* _YOUR INSTRUCTIONS_: For the records below, report how many lines include "scarf", with no accompanying text.
(INFORMATION Opens)
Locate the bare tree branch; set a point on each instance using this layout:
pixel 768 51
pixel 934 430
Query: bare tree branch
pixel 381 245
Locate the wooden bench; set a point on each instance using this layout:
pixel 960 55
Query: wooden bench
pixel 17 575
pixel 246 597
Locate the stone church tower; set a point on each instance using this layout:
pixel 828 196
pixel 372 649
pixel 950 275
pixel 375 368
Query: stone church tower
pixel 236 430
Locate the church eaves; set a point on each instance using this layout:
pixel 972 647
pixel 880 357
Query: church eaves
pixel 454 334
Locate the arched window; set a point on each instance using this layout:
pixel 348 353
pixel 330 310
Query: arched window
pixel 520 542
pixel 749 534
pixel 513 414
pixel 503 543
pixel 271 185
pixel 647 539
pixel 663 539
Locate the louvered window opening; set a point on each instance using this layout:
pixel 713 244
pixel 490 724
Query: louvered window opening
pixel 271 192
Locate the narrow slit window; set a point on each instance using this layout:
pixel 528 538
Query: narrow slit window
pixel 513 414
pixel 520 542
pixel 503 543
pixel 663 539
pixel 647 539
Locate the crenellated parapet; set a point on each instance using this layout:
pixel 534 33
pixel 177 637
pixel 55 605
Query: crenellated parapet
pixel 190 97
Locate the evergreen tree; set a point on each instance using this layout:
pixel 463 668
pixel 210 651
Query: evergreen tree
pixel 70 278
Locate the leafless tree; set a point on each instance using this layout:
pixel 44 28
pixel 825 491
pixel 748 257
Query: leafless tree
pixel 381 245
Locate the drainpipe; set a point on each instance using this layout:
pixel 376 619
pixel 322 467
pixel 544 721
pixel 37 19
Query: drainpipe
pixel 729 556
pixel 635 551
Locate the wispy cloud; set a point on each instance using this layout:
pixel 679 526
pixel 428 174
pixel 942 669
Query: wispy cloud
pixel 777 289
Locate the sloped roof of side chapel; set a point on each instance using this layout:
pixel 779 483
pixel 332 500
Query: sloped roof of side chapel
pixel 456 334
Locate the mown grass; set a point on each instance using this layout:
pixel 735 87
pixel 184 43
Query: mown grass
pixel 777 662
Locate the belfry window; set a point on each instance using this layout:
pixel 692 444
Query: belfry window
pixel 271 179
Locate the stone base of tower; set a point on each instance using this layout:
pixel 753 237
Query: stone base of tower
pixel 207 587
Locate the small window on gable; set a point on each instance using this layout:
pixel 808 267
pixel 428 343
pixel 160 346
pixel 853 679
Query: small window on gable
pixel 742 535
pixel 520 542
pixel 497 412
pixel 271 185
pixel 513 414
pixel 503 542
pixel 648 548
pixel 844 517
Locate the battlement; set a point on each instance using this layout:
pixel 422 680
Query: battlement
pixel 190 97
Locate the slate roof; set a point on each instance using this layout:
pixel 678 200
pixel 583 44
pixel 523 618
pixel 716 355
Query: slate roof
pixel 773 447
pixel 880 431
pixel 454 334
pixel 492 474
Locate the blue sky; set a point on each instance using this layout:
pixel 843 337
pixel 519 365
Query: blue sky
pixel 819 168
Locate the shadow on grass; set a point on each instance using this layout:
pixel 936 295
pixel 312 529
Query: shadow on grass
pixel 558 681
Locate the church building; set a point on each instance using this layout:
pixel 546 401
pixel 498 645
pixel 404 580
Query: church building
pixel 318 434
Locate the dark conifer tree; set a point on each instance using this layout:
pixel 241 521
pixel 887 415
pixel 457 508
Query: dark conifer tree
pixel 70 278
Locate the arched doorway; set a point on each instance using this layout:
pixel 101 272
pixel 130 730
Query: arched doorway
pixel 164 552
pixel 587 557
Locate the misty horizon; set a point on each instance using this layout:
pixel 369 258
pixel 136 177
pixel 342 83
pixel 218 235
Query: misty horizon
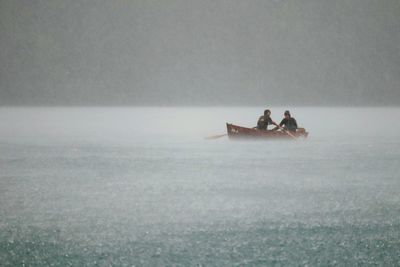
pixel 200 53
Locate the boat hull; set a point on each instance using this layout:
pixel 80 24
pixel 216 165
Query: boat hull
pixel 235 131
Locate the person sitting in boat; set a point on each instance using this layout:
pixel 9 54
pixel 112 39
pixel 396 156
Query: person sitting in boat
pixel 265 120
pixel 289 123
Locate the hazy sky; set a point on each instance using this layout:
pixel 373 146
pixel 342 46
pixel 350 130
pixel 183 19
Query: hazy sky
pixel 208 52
(INFORMATION Closes)
(INFORMATION Opens)
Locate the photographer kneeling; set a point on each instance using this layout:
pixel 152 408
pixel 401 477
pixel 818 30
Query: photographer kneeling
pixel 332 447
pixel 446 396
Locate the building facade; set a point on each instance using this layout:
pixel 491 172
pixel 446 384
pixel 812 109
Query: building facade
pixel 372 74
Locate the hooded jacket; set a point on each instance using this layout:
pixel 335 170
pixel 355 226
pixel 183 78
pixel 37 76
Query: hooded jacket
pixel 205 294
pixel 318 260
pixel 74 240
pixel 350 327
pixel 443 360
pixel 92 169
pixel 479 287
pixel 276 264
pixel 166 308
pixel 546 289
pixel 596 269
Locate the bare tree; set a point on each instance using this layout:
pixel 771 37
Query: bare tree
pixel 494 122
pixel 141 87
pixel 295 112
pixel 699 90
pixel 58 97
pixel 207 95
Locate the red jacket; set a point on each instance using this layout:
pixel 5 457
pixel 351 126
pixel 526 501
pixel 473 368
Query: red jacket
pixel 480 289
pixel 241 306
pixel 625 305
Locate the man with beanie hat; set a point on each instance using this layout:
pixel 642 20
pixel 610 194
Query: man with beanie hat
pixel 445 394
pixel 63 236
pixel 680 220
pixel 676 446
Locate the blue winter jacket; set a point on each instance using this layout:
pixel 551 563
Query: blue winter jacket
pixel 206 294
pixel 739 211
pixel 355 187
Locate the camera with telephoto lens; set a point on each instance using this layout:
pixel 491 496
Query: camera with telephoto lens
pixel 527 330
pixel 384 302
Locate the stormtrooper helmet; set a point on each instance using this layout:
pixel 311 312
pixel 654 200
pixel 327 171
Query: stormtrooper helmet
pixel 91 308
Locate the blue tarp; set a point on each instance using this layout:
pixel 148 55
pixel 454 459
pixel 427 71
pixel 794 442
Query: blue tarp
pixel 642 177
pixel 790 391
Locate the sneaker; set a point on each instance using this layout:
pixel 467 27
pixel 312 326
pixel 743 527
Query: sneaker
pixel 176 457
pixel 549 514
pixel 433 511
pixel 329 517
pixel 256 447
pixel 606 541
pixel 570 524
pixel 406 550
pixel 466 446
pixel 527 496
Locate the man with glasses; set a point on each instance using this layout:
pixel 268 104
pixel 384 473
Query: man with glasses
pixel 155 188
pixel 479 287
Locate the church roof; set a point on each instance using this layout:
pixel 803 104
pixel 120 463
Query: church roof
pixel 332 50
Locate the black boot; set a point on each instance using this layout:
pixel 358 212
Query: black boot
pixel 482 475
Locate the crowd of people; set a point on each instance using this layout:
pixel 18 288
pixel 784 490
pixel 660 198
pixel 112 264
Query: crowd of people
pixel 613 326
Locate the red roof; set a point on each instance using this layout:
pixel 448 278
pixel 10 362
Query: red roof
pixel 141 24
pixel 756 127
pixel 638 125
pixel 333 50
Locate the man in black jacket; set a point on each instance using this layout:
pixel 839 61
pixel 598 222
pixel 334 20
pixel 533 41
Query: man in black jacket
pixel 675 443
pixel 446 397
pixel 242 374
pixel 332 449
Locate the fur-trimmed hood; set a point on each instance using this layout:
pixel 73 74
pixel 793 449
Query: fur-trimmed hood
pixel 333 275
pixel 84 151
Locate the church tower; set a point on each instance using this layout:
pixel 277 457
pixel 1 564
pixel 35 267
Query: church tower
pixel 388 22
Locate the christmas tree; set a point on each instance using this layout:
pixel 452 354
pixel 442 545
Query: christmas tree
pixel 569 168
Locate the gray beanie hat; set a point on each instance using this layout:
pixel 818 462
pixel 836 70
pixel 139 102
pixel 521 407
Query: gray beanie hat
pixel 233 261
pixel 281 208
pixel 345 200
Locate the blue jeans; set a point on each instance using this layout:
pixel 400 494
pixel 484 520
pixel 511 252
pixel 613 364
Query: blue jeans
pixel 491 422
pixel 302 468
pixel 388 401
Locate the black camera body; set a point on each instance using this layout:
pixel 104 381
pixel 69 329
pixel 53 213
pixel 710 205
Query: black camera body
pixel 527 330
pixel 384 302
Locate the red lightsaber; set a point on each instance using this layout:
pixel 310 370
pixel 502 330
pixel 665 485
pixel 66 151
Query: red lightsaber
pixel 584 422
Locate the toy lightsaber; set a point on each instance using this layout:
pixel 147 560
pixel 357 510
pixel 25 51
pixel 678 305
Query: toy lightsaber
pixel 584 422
(INFORMATION Closes)
(INFORMATION Opens)
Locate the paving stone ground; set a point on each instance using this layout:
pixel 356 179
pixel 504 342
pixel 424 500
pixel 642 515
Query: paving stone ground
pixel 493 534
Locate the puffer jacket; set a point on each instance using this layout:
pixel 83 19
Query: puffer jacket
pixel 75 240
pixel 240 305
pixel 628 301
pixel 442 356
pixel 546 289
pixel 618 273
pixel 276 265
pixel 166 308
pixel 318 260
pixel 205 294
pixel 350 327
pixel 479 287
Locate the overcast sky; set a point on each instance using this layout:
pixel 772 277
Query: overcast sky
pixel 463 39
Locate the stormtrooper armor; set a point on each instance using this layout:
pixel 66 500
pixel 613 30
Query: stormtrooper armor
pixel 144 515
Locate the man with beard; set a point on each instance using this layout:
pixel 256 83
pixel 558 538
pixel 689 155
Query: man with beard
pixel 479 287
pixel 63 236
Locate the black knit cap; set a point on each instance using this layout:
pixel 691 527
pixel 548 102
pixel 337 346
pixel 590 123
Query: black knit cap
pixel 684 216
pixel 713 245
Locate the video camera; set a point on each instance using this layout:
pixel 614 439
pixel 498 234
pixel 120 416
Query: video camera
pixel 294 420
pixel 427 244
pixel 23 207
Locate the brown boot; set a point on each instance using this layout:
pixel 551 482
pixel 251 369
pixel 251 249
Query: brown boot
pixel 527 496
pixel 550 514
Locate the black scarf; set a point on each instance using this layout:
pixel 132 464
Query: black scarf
(INFORMATION Closes)
* _ANSWER SECTION_: 2